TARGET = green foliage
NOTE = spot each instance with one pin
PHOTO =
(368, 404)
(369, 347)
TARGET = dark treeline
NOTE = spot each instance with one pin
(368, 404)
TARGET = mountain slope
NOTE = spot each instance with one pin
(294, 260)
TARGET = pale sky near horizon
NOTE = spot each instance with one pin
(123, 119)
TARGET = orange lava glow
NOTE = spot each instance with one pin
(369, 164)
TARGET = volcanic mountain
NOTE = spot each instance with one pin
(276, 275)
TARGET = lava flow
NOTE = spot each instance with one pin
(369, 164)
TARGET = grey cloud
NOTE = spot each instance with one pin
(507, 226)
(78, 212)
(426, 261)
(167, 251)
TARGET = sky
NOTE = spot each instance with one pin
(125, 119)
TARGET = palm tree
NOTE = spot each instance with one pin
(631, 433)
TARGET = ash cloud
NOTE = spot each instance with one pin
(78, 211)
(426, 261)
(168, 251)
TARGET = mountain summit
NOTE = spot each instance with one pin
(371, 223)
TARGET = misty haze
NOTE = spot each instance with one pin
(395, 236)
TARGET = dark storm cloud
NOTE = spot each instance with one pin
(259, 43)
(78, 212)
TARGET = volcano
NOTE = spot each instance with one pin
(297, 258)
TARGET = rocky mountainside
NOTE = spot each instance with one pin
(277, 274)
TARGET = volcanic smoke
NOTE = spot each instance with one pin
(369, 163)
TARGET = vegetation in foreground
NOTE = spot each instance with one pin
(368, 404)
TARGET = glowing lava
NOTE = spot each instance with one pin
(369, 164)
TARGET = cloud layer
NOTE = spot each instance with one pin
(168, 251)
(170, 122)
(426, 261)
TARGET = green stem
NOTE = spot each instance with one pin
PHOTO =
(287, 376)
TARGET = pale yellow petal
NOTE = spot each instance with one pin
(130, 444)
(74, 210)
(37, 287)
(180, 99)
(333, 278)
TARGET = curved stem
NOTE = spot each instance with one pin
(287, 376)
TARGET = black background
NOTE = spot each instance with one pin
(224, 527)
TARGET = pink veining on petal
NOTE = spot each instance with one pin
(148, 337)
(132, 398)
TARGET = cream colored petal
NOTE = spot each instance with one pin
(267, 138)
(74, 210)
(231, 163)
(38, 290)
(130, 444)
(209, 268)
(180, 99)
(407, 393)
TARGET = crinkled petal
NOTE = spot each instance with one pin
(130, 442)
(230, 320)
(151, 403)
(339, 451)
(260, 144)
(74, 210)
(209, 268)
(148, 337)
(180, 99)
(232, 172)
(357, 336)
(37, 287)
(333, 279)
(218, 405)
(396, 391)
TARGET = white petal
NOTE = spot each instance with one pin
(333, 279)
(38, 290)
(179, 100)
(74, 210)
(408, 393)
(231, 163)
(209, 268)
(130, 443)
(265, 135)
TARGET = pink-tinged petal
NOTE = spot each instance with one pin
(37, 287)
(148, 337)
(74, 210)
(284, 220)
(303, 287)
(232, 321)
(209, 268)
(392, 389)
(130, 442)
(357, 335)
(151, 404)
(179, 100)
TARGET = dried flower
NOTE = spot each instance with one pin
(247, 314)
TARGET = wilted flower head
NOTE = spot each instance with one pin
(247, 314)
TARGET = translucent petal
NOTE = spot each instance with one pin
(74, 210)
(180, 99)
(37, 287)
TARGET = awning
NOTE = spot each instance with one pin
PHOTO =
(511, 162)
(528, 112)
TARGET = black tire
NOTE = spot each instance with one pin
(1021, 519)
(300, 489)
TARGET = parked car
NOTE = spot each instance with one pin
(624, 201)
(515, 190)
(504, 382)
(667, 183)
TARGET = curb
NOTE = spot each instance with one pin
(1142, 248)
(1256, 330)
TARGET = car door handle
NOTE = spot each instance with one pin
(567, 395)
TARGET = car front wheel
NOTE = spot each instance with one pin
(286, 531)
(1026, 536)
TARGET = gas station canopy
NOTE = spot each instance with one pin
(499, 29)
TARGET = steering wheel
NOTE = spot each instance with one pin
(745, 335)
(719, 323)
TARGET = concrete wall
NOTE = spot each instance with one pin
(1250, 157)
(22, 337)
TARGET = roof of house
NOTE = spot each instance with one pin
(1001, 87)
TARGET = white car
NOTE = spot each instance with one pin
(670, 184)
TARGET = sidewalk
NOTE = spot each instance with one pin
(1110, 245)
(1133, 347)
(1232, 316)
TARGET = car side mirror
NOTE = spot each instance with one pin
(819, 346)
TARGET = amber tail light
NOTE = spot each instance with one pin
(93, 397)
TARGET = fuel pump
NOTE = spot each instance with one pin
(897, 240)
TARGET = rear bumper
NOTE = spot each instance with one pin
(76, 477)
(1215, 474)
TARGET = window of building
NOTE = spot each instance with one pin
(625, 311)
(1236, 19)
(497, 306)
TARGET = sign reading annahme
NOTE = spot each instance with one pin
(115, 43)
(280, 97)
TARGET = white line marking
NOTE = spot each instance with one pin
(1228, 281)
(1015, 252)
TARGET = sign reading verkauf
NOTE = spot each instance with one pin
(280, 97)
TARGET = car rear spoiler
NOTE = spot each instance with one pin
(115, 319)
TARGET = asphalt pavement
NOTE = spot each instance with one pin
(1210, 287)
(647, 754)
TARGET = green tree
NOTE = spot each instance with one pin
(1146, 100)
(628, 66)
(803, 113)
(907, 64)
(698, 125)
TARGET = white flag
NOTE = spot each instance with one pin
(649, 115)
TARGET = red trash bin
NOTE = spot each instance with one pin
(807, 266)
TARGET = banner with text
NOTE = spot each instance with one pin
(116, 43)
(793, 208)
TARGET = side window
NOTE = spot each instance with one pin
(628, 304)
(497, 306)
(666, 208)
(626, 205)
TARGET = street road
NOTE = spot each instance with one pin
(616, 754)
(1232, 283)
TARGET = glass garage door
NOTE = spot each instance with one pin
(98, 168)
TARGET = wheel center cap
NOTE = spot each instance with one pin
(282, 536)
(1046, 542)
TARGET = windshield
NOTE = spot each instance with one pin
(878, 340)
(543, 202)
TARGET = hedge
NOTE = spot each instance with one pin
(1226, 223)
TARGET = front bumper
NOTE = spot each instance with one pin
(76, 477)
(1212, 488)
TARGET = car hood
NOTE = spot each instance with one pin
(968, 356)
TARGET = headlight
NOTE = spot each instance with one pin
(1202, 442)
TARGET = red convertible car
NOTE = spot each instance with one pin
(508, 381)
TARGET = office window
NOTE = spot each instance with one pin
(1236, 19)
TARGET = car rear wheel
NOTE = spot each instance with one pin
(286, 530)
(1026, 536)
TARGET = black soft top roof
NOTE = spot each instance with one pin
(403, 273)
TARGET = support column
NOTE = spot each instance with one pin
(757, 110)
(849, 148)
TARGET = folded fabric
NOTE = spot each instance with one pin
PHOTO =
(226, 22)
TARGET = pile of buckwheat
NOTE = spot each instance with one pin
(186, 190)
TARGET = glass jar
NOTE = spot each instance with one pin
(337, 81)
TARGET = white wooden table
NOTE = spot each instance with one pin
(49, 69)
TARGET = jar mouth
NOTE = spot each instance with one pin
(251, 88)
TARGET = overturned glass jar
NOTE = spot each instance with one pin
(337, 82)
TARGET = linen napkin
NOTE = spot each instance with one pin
.....
What this task involves | Copy all of the material above line for line, with no changes.

Expected answer |
TARGET = green foliage
NOTE = spot each instance with one pin
PHOTO =
(368, 404)
(369, 347)
TARGET = dark treeline
NOTE = spot each instance with one pin
(368, 404)
TARGET = mountain slope
NOTE = spot each instance with one pin
(294, 260)
TARGET = pale sky near horizon
NOTE = spot each instance with one pin
(123, 119)
TARGET = orange lava glow
NOTE = spot each instance with one pin
(369, 164)
TARGET = volcanic mountain
NOTE = spot each instance with one pin
(276, 275)
TARGET = lava flow
NOTE = spot each instance with one pin
(369, 164)
TARGET = grey cloud
NOTE = spot each instance with one pin
(507, 226)
(78, 212)
(426, 261)
(167, 251)
TARGET = sky
NOTE = spot each instance with one pin
(125, 119)
TARGET = palm tree
NOTE = spot each instance with one pin
(631, 433)
TARGET = ash cloud
NOTE = spot each instance with one pin
(78, 211)
(426, 261)
(168, 251)
TARGET = mountain summit
NOTE = spot each instance with one pin
(371, 223)
TARGET = misty haze
NOTE = spot each instance with one pin
(395, 236)
TARGET = dark storm cloud
NOTE = spot each instance with one pin
(259, 43)
(78, 212)
TARGET = volcano
NOTE = spot each instance with one pin
(297, 258)
TARGET = rocky mountainside
NOTE = spot each instance with one pin
(277, 274)
TARGET = volcanic smoke
NOTE = spot each instance with one pin
(369, 163)
TARGET = vegetation in foreground
NOTE = spot each instance with one pin
(368, 404)
TARGET = glowing lava
NOTE = spot each instance with one pin
(369, 164)
TARGET = cloud layer
NOTE = spot each instance with one pin
(168, 251)
(170, 122)
(426, 261)
TARGET = green stem
NOTE = spot each instance with one pin
PHOTO =
(287, 376)
TARGET = pale yellow petal
NOTE = spot each instance with one pin
(130, 444)
(74, 210)
(37, 287)
(180, 99)
(333, 278)
TARGET = curved stem
NOTE = spot each instance with one pin
(287, 376)
TARGET = black background
NOTE = spot each instance with one pin
(224, 527)
TARGET = pink veining on petal
NOTE = spot each instance with one pin
(148, 337)
(132, 398)
TARGET = cream colored petal
NOTE = spot each instance with one pin
(267, 138)
(74, 210)
(231, 163)
(38, 290)
(130, 444)
(209, 268)
(180, 99)
(407, 393)
TARGET = crinkled petal
NOTE = spot each instance with one pin
(130, 442)
(230, 320)
(151, 403)
(339, 451)
(260, 144)
(74, 210)
(209, 268)
(148, 337)
(180, 99)
(232, 172)
(357, 336)
(37, 287)
(333, 279)
(218, 405)
(396, 391)
TARGET = white petal
NOTE = spot each instance with one pin
(333, 279)
(38, 290)
(179, 100)
(74, 210)
(408, 393)
(231, 163)
(209, 268)
(130, 443)
(265, 135)
TARGET = pink-tinged petal
NOTE = spot each instance with one pin
(37, 287)
(148, 337)
(74, 210)
(284, 220)
(303, 287)
(232, 321)
(209, 268)
(392, 389)
(130, 442)
(357, 335)
(151, 404)
(179, 100)
TARGET = dried flower
NOTE = spot each instance with one pin
(247, 314)
TARGET = wilted flower head
NOTE = spot each instance with one pin
(247, 314)
TARGET = translucent petal
NOTE = spot each instance with one pin
(74, 210)
(180, 99)
(37, 287)
TARGET = awning
NOTE = spot each instance with one pin
PHOTO =
(511, 162)
(528, 112)
TARGET = black tire
NOTE = spot each instance with one pin
(1021, 519)
(300, 489)
TARGET = parked car
NOTE = spot each instance with one pin
(624, 201)
(515, 190)
(504, 382)
(667, 183)
TARGET = curb
NOTE = spot each instance with one pin
(1142, 248)
(1256, 330)
TARGET = car door handle
NOTE = spot each instance with one pin
(567, 395)
TARGET = car front wheel
NOTE = spot each instance with one pin
(286, 531)
(1026, 536)
TARGET = gas station canopy
NOTE = spot each instance with one pin
(499, 29)
TARGET = steering wheel
NOTE = spot each instance with one pin
(745, 335)
(719, 323)
TARGET = concrete wall
NOTE = spot each instance with one pin
(1250, 157)
(22, 337)
TARGET = roof of house
NOTE = spot each instance with one pin
(1001, 87)
TARGET = white car
NOTE = spot each instance with one pin
(670, 184)
TARGET = sidewalk
NOTE = spot each instance with one pin
(1110, 245)
(1133, 347)
(1232, 316)
TARGET = car side mirror
NOTE = spot each instance with one pin
(819, 346)
TARGET = amber tail light
NOTE = spot each instance with one pin
(93, 397)
TARGET = fuel pump
NOTE = spot each instance with one pin
(897, 240)
TARGET = rear bumper
NOTE = spot each instance with one pin
(76, 477)
(1215, 474)
TARGET = window of building
NOTE = spot each instance with one pin
(625, 311)
(1236, 19)
(497, 306)
TARGET = sign reading annahme
NOTE = spot each instance with one pin
(115, 43)
(280, 97)
TARGET = white line marking
NOTE = spot each instance with one pin
(1228, 281)
(1015, 252)
TARGET = sign reading verkauf
NOTE = spot each instance with one pin
(280, 97)
TARGET = car rear spoiler
NOTE = spot each instance with one pin
(115, 319)
TARGET = asphalt pavement
NOTE = spot each instance with one pin
(1210, 287)
(647, 754)
TARGET = green tree
NOTE = spot each instance with one pin
(1146, 100)
(628, 66)
(803, 113)
(907, 64)
(698, 125)
TARGET = white flag
NOTE = spot each instance with one pin
(649, 115)
TARGET = red trash bin
NOTE = spot each instance with one pin
(807, 266)
TARGET = banner with text
NOTE = spot each instance with one pin
(116, 43)
(793, 208)
TARGET = side window
NOTE = spot each instance with one pin
(628, 304)
(497, 306)
(666, 208)
(626, 205)
TARGET = street road
NOTE = spot each instance with one pin
(616, 754)
(1232, 283)
TARGET = glass garage door
NOTE = spot each instance with one pin
(98, 168)
TARGET = wheel center cap
NOTE = spot each instance with one pin
(282, 536)
(1046, 542)
TARGET = windshield
NOTE = spot each instance with one pin
(878, 340)
(543, 202)
TARGET = hedge
NOTE = spot each instance with one pin
(1226, 223)
TARGET = front bumper
NOTE = spot each instance with one pin
(76, 477)
(1212, 488)
TARGET = car hood
NOTE = spot each instance with one pin
(968, 356)
TARGET = headlight
NOTE = spot each instance with one pin
(1202, 442)
TARGET = red convertible car
NOTE = spot each instance with one pin
(508, 381)
TARGET = office window
NOTE = spot each instance with one pin
(1236, 19)
TARGET = car rear wheel
NOTE = spot each instance with one pin
(286, 530)
(1026, 536)
TARGET = black soft top roof
NOTE = spot each instance with one pin
(403, 273)
TARGET = support column
NOTE = spot each instance with one pin
(757, 110)
(849, 148)
TARGET = folded fabric
NOTE = spot each instance with one pin
PHOTO =
(226, 22)
TARGET = pile of buckwheat
NOTE = spot each instance with one pin
(186, 190)
TARGET = glass jar
NOTE = spot each instance with one pin
(337, 81)
TARGET = white wooden table
NOTE = spot each instance with one pin
(49, 69)
TARGET = jar mouth
NOTE = spot each instance with one pin
(251, 88)
TARGET = overturned glass jar
NOTE = spot each instance with one pin
(337, 82)
TARGET = linen napkin
NOTE = spot each instance with one pin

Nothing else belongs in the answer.